▸ Using the information
a – In the COVID-19 abstract, where did the external validation data set come from?
b – Reproduce the stretch of the COVID-19 abstract from "Hikmet Can Çubukçu, MD;" through "J Clin Pathol. 2022;157(5):758-766." word for word.

▸ Given passage

※

Detection of COVID-19 by Machine Learning Using Routine Laboratory Tests

Hikmet Can Çubukçu, MD; Deniz İlhan Topcu, MD, PhD; Nilüfer Bayraktar, MD; Murat Gülşen, MD; Nuran Sarı, MD; Ayşe Hande Arslan, MD


Am J Clin Pathol. 2022;157(5):758-766. 

In This Article

Abstract and Introduction


Objectives: The present study aimed to develop a clinical decision support tool to assist coronavirus disease 2019 (COVID-19) diagnoses with machine learning (ML) models using routine laboratory test results.

Methods: We developed ML models using laboratory data (n = 1,391) composed of six clinical chemistry (CC) results, 14 CBC parameter results, and results of a severe acute respiratory syndrome coronavirus 2 real-time reverse transcription–polymerase chain reaction as a gold standard method. Four ML algorithms, including random forest (RF), gradient boosting (XGBoost), support vector machine (SVM), and logistic regression, were used to build eight ML models using CBC and a combination of CC and CBC parameters. Performance evaluation was conducted on the test data set and external validation data set from Brazil.

※

▸ Material provided
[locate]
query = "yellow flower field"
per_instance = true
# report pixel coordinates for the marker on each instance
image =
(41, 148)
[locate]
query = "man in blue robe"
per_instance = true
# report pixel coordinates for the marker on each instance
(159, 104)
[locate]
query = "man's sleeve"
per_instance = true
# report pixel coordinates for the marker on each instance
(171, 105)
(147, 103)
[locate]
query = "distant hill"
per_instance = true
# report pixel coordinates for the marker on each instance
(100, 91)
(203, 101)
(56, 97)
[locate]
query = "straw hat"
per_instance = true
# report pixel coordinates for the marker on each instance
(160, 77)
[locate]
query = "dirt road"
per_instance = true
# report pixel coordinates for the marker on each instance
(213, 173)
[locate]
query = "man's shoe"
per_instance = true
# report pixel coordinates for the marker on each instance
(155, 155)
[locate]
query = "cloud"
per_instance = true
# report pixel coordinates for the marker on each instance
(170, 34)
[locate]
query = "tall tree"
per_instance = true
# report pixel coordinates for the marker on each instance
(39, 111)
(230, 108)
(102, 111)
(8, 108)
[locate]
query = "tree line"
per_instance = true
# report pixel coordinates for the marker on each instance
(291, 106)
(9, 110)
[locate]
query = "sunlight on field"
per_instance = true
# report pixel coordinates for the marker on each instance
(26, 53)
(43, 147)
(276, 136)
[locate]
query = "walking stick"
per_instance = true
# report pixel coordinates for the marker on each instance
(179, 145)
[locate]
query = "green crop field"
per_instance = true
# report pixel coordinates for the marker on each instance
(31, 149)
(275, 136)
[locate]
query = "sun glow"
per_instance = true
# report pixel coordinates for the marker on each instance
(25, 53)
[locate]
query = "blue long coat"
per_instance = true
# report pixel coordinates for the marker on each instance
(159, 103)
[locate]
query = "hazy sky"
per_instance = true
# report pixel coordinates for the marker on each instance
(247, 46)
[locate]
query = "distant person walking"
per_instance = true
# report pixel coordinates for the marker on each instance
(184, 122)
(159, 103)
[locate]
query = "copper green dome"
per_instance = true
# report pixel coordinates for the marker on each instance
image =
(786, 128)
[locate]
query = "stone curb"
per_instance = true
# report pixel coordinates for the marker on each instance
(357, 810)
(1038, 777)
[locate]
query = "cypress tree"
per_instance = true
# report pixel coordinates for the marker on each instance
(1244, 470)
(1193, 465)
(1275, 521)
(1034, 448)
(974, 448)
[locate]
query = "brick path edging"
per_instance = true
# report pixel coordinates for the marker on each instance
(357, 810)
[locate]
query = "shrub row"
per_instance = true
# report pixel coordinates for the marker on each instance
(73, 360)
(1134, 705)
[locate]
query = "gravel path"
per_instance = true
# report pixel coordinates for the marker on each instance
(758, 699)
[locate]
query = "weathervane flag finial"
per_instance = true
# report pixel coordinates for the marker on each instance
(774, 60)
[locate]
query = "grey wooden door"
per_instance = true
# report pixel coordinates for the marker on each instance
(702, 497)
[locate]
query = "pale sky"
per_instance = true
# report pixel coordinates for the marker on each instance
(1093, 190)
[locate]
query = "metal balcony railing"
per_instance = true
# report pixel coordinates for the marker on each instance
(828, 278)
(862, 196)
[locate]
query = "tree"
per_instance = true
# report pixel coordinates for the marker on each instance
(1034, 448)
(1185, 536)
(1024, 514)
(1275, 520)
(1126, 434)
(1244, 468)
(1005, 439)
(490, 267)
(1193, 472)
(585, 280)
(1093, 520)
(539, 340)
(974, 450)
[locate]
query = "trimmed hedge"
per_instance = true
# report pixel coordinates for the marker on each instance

※

▸ Answers for this exercise
a – Brazil.

b –
Hikmet Can Çubukçu, MD; Deniz İlhan Topcu, MD, PhD; Nilüfer Bayraktar, MD; Murat Gülşen, MD; Nuran Sarı, MD; Ayşe Hande Arslan, MD


Am J Clin Pathol. 2022;157(5):758-766.